_Stated exercise_:
Transcribe, with no changes, the passage of the article on heritage properties that opens with the words containing "The Royal Institution" and closes with "and natural environments.".

_Text provided_:

↓↓↓

- Project plans
- Project activities
- Legislation and standards
- Industry context
- Specialist wikis
Last edited 12 May 2022
Heritage properties with contemporary edge
|Article originally appeared in the AT Journal no 140 called "Giving heritage properties a contemporary edge without losing their integrity" by Simon Castle, Managing Director, Chisholm & Winch|
Working on any building is a privilege because every property is much more than bricks and mortar – it is an environment where people will live, work or spend their leisure time. And when the project involves a heritage property, constructed with the craftmanship and tradition of a bygone era, there is even more of a responsibility to do justice to the original building.
Updating heritage buildings to create a legacy for the future is about much more than protecting our history and the aesthetics of traditional architecture. Heritage refurbishment also delivers sustainability goals for reducing waste and extending the service life of existing property assets.
The Royal Institution of Chartered Surveyors (RICS) estimates that 35% of the lifecycle carbon from a typical new build office development is emitted before the building is even opened, and that figure rises to 51% for residential properties. Consequently, transforming existing assets preserves both our built and natural environments.
The challenge is that most older properties were not constructed for 21st Century tastes and lifestyles. If they area to be practical, sustainable, attractive buildings for the modern era, there is a delicate balance to be struck between conservation and upgrading, balancing preservation with innovation. Respecting the quality and history of a heritage property doesn’t necessarily mean turning back the clock to bygone tastes or rolling back standards of comfort and technology a hundred years or more.

↑↑↑

_Supplied material_:
↓↓↓

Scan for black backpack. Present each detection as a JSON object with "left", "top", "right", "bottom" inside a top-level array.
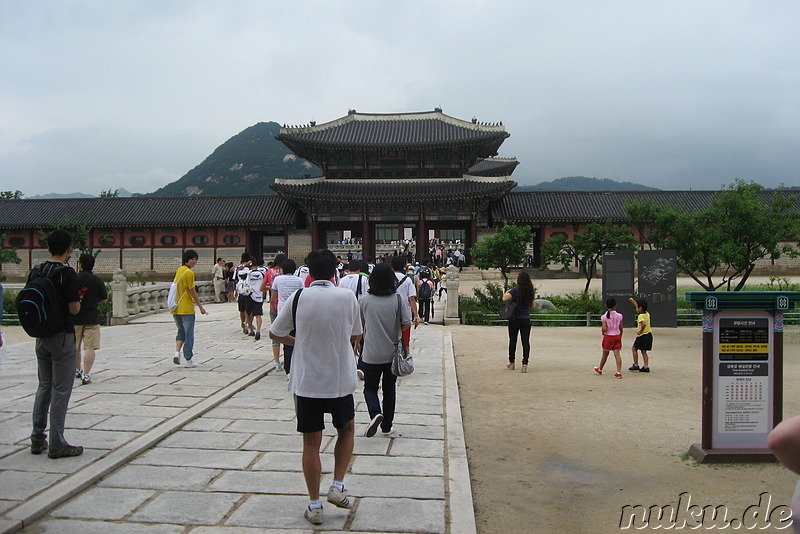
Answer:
[{"left": 16, "top": 264, "right": 67, "bottom": 337}]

↑↑↑

_Answer for this exercise_:
The Royal Institution of Chartered Surveyors (RICS) estimates that 35% of the lifecycle carbon from a typical new build office development is emitted before the building is even opened, and that figure rises to 51% for residential properties. Consequently, transforming existing assets preserves both our built and natural environments.